WHAT NEEDS TO BE DONE: Give the lines below as a JSON list of strings, one string per line and blank lines left out, from the line with "Could you kindly annotate the tree canopy" through the final line, both included.

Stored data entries
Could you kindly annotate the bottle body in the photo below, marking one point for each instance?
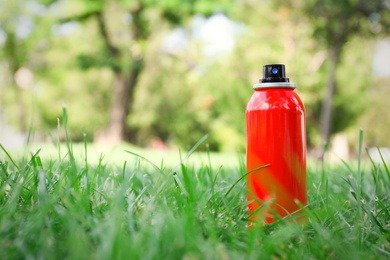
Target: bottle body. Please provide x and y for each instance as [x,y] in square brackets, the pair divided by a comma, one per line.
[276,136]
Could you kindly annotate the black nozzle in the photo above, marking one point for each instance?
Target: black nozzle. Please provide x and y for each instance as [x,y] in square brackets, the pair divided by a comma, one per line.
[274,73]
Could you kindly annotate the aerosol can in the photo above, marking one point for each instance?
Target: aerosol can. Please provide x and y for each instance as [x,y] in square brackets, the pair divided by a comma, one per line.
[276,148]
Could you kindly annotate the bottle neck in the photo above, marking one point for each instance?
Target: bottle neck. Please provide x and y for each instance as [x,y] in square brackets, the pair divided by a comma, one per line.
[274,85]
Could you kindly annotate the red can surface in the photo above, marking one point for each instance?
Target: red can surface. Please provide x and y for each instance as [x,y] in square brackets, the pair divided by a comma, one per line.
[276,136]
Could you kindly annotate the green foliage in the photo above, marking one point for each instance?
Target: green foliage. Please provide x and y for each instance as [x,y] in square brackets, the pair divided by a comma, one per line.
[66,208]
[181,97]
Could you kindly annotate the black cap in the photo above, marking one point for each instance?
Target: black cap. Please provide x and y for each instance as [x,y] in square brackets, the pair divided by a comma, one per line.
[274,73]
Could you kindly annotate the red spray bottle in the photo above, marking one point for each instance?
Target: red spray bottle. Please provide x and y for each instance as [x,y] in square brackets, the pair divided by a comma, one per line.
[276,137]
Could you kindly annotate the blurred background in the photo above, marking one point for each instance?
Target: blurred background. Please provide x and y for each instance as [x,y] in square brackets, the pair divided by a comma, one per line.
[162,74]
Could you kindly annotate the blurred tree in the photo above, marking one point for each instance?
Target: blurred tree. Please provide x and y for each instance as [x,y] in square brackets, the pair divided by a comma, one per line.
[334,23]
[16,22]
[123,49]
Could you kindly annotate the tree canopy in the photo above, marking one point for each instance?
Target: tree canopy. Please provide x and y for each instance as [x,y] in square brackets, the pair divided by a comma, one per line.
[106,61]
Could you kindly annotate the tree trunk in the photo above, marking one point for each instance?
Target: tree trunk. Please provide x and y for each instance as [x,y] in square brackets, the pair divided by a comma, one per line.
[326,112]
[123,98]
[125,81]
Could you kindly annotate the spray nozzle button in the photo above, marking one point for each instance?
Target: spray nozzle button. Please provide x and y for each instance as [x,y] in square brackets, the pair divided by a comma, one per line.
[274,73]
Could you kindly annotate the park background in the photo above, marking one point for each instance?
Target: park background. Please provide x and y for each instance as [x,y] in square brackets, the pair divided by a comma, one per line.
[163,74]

RESPONSE FOR THIS EXERCISE:
[
  "Could you kindly annotate the tree canopy in the photo above, marking one point for each instance?",
  "Target: tree canopy. Please provide x and y for each instance as [x,y] in square brackets, the pair divided by a comma, one per line.",
  "[106,61]",
  "Could you kindly annotate the tree trunk in the photo above, marking one point for each instance?",
  "Target: tree trunk. Please provide x and y for each instance as [x,y] in square brackets, the pair divided by a comma, one per line.",
  "[326,112]",
  "[123,98]",
  "[125,81]",
  "Could you kindly annotate the spray nozzle button in the photo above, marking one point for each instance?",
  "Target: spray nozzle button. Please provide x and y for each instance as [x,y] in square brackets, the pair divided by a comma, one per line.",
  "[274,73]",
  "Could you kindly annotate the park background in the photo above, marking one point for each instance?",
  "Target: park background. Please provide x and y for each instance as [x,y] in square brackets, the pair divided by a comma, one per line.",
  "[163,74]"
]